#### [PROBLEM DESCRIPTION]
Print the data that follows exactly.

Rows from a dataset
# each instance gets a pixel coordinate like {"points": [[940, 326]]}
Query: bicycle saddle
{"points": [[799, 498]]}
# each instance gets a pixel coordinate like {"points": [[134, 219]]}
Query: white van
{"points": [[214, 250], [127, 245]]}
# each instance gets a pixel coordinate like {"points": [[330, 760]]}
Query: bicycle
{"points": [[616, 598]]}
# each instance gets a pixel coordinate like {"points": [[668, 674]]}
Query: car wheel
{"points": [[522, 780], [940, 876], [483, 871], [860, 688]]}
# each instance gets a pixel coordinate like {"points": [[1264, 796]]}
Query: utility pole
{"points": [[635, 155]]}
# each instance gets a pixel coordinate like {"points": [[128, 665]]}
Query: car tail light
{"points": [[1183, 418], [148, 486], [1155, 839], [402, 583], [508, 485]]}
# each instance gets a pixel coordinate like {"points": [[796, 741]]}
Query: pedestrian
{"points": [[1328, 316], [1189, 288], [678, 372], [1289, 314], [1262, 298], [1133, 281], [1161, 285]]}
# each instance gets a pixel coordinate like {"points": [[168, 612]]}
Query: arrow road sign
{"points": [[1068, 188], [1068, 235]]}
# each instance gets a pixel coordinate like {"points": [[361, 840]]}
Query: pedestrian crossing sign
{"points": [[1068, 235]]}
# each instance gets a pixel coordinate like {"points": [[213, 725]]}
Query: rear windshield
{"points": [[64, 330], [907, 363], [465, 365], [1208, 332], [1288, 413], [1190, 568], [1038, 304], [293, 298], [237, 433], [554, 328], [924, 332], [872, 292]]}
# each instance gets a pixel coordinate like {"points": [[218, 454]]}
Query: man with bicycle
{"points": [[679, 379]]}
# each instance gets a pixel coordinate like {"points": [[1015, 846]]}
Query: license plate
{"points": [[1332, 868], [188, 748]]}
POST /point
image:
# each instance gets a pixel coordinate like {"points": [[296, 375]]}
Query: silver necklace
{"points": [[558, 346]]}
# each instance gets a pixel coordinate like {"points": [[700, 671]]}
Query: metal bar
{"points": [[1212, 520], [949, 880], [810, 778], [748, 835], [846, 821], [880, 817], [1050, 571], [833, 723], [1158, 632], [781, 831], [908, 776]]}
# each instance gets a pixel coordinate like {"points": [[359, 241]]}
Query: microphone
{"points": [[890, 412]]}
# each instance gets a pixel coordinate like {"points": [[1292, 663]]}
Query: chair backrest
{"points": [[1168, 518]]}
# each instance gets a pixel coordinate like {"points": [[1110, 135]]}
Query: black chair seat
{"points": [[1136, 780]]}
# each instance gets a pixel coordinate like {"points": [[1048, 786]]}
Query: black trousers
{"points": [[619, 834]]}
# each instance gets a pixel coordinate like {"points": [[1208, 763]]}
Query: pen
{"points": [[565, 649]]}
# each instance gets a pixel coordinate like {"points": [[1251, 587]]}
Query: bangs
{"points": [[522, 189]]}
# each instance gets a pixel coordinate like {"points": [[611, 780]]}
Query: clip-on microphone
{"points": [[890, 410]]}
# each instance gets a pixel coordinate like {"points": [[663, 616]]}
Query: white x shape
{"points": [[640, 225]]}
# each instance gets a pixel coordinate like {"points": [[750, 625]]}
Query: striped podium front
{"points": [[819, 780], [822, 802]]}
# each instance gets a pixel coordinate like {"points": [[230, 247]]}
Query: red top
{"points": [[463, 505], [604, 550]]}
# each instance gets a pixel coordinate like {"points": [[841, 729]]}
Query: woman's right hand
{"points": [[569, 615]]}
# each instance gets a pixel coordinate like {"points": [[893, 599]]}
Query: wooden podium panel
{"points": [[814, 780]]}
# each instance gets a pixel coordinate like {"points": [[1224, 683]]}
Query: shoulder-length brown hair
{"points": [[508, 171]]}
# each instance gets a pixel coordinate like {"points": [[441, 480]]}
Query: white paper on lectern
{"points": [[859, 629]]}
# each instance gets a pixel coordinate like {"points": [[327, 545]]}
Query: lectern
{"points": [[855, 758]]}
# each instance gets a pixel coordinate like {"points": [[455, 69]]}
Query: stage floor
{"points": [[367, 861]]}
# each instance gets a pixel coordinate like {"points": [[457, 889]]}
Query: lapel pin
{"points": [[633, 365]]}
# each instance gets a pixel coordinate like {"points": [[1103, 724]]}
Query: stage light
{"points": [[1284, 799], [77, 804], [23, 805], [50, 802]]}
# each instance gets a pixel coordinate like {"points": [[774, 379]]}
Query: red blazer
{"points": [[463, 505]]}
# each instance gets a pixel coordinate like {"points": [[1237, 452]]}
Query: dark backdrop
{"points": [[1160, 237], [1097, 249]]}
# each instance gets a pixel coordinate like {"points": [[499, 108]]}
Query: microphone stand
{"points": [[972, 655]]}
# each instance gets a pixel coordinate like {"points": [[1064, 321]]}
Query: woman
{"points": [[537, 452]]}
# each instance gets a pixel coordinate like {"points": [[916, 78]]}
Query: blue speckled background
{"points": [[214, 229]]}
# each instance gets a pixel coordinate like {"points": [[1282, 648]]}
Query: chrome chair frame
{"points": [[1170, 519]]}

#### [SOLUTION]
# each instance gets a pixel coordinate like {"points": [[940, 326]]}
Query: bicycle saddle
{"points": [[799, 498]]}
# each instance gets a pixel coordinate like {"points": [[134, 219]]}
Query: white van
{"points": [[214, 250], [127, 245]]}
# each instance gets a pixel coordinate like {"points": [[330, 760]]}
Query: bicycle
{"points": [[616, 598]]}
# each instance gets a pixel coordinate like {"points": [[668, 674]]}
Query: car wheel
{"points": [[522, 780], [940, 876], [483, 871], [860, 688]]}
# each instance gets a pixel coordinate like {"points": [[1264, 796]]}
Query: utility pole
{"points": [[635, 155]]}
# each instance gets a pixel coordinate like {"points": [[128, 665]]}
Query: car tail light
{"points": [[1183, 418], [148, 486], [1155, 839], [402, 583], [508, 485]]}
# each instance gets a pixel coordinate like {"points": [[796, 741]]}
Query: pedestrian
{"points": [[1328, 316], [1189, 288], [678, 372], [1289, 314], [1262, 298], [1133, 281], [1161, 285]]}
# each instance gets a pixel coordinate like {"points": [[168, 612]]}
Query: arrow road sign
{"points": [[1068, 188], [1068, 235]]}
# each instance gets a pixel coordinate like {"points": [[361, 840]]}
Query: pedestrian crossing sign
{"points": [[1068, 235]]}
# each instance gets a pixel coordinate like {"points": [[213, 725]]}
Query: rear windshield
{"points": [[64, 330], [907, 363], [465, 365], [1208, 332], [1288, 413], [1190, 568], [1038, 304], [293, 298], [237, 433], [554, 328], [924, 332], [872, 292]]}
# each instance gets a pixel coordinate like {"points": [[218, 454]]}
Query: man with bicycle
{"points": [[679, 379]]}
# each instance gets a pixel coordinate like {"points": [[1015, 846]]}
Query: license plate
{"points": [[1332, 868], [188, 748]]}
POST /point
image:
# each instance gets a pixel coordinate like {"points": [[296, 375]]}
Query: silver necklace
{"points": [[558, 346]]}
# each instance gets a pixel coordinate like {"points": [[700, 671]]}
Query: metal bar
{"points": [[1212, 520], [949, 880], [810, 778], [748, 835], [846, 821], [880, 817], [1050, 571], [833, 723], [1158, 632], [781, 831], [908, 776]]}
# each instance gets a pixel coordinate like {"points": [[359, 241]]}
Query: microphone
{"points": [[890, 412]]}
# each instance gets a pixel coordinate like {"points": [[1292, 663]]}
Query: chair backrest
{"points": [[1168, 518]]}
# each instance gets a pixel coordinate like {"points": [[1110, 135]]}
Query: black chair seat
{"points": [[1136, 780]]}
# each instance gets a pixel coordinate like {"points": [[1048, 786]]}
Query: black trousers
{"points": [[619, 834]]}
# each instance gets a pixel coordinate like {"points": [[1208, 763]]}
Query: pen
{"points": [[565, 649]]}
# each instance gets a pixel coordinate like {"points": [[1251, 587]]}
Query: bangs
{"points": [[522, 189]]}
# each instance gets a pixel coordinate like {"points": [[611, 780]]}
Query: clip-on microphone
{"points": [[890, 410]]}
# each instance gets a pixel coordinate like {"points": [[663, 616]]}
Query: white x shape
{"points": [[640, 225]]}
# each instance gets a pixel coordinate like {"points": [[750, 625]]}
Query: striped podium front
{"points": [[819, 780], [822, 802]]}
# each instance gets a pixel coordinate like {"points": [[230, 247]]}
Query: red top
{"points": [[463, 505], [604, 550]]}
# each instance gets a pixel coordinate like {"points": [[841, 729]]}
Query: woman's right hand
{"points": [[569, 615]]}
# each instance gets a pixel coordinate like {"points": [[893, 599]]}
Query: wooden podium panel
{"points": [[814, 780]]}
# each instance gets a pixel coordinate like {"points": [[1224, 683]]}
Query: shoulder-length brown hair
{"points": [[508, 171]]}
# each instance gets a pixel coordinate like {"points": [[441, 480]]}
Query: white paper on lectern
{"points": [[859, 629]]}
# each instance gets a pixel coordinate like {"points": [[327, 545]]}
Query: lectern
{"points": [[855, 758]]}
# each instance gets a pixel coordinate like {"points": [[455, 69]]}
Query: stage floor
{"points": [[367, 861]]}
# each instance gets a pixel coordinate like {"points": [[457, 889]]}
Query: lapel pin
{"points": [[633, 365]]}
# each instance gets a pixel coordinate like {"points": [[1103, 724]]}
Query: stage light
{"points": [[1284, 799], [77, 804], [23, 805], [50, 802]]}
# each instance gets a pixel coordinate like {"points": [[774, 379]]}
Query: red blazer
{"points": [[463, 505]]}
# each instance gets a pixel coordinate like {"points": [[1237, 452]]}
Query: dark backdrop
{"points": [[1160, 237], [1097, 249]]}
# each instance gets a pixel coordinate like {"points": [[499, 108]]}
Query: microphone stand
{"points": [[972, 655]]}
# each instance gets a pixel coordinate like {"points": [[1064, 321]]}
Query: woman
{"points": [[537, 452]]}
# each instance gets a pixel coordinate like {"points": [[916, 78]]}
Query: blue speckled background
{"points": [[214, 229]]}
# each instance gets a pixel coordinate like {"points": [[1282, 648]]}
Query: chrome chair frame
{"points": [[1170, 519]]}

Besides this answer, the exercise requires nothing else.